*Your task:*
Identify every line of the data that contains the string "black" and copy each such line in full. Match case exactly.

*Recorded data:*
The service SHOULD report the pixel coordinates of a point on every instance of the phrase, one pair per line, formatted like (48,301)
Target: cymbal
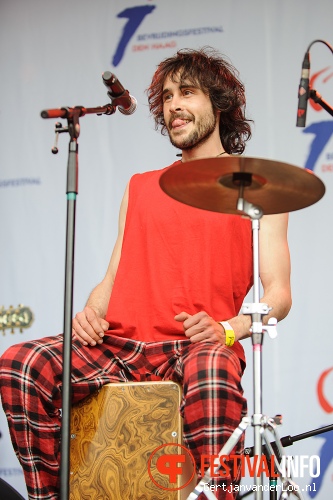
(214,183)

* * *

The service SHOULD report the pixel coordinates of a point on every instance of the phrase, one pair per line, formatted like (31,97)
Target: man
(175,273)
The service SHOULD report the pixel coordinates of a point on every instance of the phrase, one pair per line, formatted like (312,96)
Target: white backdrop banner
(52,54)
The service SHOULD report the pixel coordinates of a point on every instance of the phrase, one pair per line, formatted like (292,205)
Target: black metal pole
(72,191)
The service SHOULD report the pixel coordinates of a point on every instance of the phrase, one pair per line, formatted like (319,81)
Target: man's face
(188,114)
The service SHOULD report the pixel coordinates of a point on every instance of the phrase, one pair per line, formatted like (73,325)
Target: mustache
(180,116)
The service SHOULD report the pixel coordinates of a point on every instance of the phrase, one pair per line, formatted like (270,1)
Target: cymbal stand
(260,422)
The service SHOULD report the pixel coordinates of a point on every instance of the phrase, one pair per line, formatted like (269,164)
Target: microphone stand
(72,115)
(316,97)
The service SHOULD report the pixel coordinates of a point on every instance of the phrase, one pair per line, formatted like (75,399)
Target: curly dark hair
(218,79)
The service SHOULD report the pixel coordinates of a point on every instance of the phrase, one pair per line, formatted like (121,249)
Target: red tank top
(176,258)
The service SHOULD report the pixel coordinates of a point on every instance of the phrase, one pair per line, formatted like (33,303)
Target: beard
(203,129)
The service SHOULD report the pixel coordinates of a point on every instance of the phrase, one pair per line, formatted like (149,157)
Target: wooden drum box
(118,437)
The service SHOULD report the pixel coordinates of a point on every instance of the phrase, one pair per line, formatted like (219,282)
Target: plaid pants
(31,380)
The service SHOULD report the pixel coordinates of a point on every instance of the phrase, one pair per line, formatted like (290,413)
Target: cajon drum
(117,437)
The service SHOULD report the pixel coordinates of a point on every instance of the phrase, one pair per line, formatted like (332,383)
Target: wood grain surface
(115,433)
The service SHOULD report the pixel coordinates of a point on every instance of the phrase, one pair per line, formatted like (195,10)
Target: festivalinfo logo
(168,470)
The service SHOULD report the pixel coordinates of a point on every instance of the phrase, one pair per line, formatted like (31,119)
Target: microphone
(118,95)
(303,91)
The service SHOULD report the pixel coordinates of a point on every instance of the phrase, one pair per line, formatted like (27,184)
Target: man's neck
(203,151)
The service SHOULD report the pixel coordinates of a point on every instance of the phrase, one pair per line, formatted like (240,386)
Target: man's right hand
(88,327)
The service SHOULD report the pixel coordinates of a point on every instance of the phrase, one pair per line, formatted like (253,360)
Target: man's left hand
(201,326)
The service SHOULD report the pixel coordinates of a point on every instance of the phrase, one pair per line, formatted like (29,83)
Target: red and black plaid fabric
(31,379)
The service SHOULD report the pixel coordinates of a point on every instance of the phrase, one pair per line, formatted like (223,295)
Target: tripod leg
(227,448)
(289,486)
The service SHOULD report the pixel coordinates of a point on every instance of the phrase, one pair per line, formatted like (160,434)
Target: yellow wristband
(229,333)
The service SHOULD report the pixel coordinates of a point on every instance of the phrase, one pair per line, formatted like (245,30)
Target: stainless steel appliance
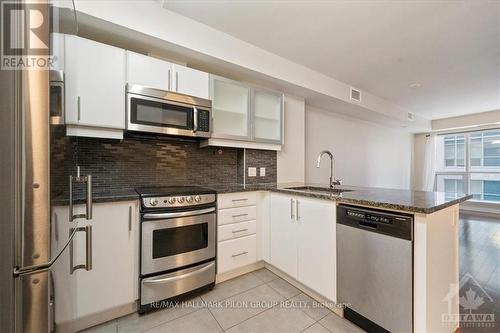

*Answer to this problem:*
Target: black metal pole
Target: red and black plaid fabric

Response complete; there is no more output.